À FAIRE:
1. Quel âge avait William au moment de la scène funèbre décrite dans le texte fourni ?
2. Recopiez fidèlement le passage du texte fourni qui commence par « Une année ne » et se termine par « son sort éternel. ».

TEXTE FOURNI:
━━━━
Une année ne s'était pas écoulée depuis le jour de son
entrée en apprentissage, lorsqu'une nuit, en septembre 1842, William
fut réveillé par sa mère. Son père se mourait, et il voulait réunir sa
famille autour de son lit pour un suprême adieu. Cet homme, préoccupé
toute sa vie d'acquérir des richesses, sentit, à cette heure ultime,
la vanité de son existence. Il tourna ses regards vers Dieu ;
dans une ardente prière, il confia le soin de sa femme et de ses
enfants au Père Céleste et lui abandonna son sort éternel.
Certainement cette scène funèbre impressionna
profondément ce gamin de quatorze ans. À partir de ce moment, William
s'intéressa davantage aux questions religieuses.
━━━━
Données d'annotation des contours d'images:
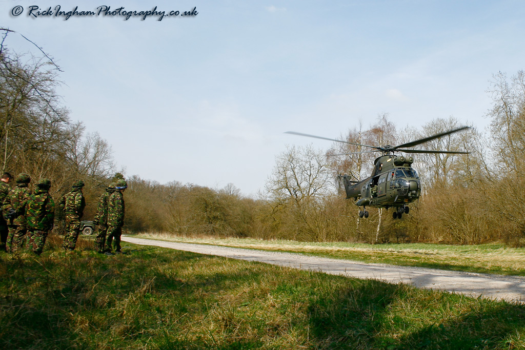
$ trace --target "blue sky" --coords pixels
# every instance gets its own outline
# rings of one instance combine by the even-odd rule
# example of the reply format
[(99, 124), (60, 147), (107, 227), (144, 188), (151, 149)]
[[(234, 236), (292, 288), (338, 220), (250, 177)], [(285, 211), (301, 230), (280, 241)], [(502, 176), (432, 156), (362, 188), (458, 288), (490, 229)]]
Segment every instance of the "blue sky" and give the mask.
━━━━
RÉSULTATS DE L'EXERCICE:
1. Il avait quatorze ans.

2.
Une année ne s'était pas écoulée depuis le jour de son
entrée en apprentissage, lorsqu'une nuit, en septembre 1842, William
fut réveillé par sa mère. Son père se mourait, et il voulait réunir sa
famille autour de son lit pour un suprême adieu. Cet homme, préoccupé
toute sa vie d'acquérir des richesses, sentit, à cette heure ultime,
la vanité de son existence. Il tourna ses regards vers Dieu ;
dans une ardente prière, il confia le soin de sa femme et de ses
enfants au Père Céleste et lui abandonna son sort éternel.